### Aim of the exercise
Extract each line of the records below that contains the word "candle", and copy every such line in full.

### Input
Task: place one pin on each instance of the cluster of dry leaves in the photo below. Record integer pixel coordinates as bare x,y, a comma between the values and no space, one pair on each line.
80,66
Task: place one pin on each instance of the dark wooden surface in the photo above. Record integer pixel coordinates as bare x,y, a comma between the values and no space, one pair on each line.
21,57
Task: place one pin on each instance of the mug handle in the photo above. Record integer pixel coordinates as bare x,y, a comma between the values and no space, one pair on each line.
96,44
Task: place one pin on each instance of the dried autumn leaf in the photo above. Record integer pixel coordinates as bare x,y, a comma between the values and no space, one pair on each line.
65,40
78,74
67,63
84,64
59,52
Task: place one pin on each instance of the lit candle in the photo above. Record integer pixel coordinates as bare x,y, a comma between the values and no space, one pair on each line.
...
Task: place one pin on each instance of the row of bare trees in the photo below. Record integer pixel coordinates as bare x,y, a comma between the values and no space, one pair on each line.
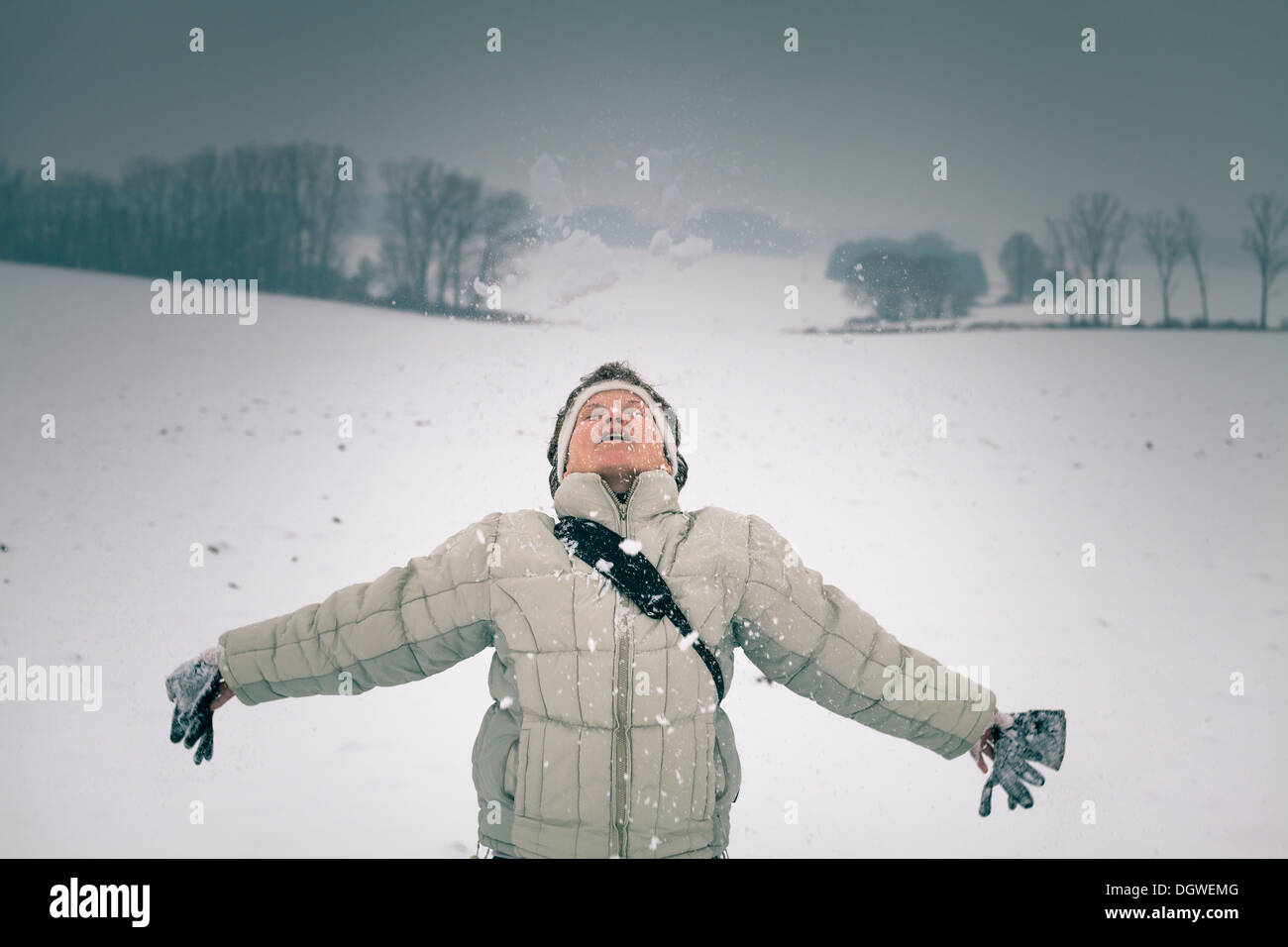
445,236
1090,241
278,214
---
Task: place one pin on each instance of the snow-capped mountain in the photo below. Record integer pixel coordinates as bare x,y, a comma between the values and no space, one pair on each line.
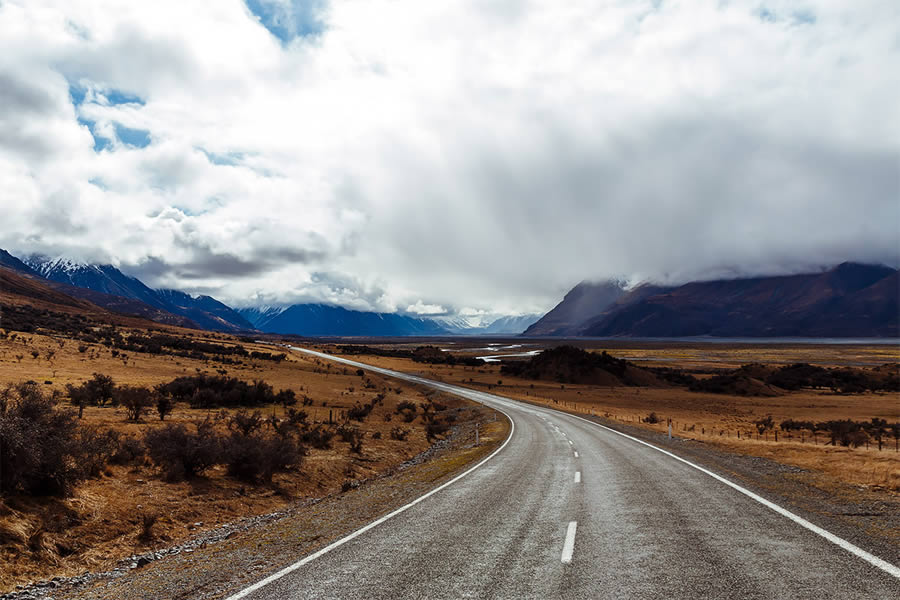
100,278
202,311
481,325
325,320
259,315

### Exercise result
Task: place one pin on each instance of the lit candle in the photo above. Record integer pixel coordinates as bare x,y, a comma between the values and no space, one pair on each line.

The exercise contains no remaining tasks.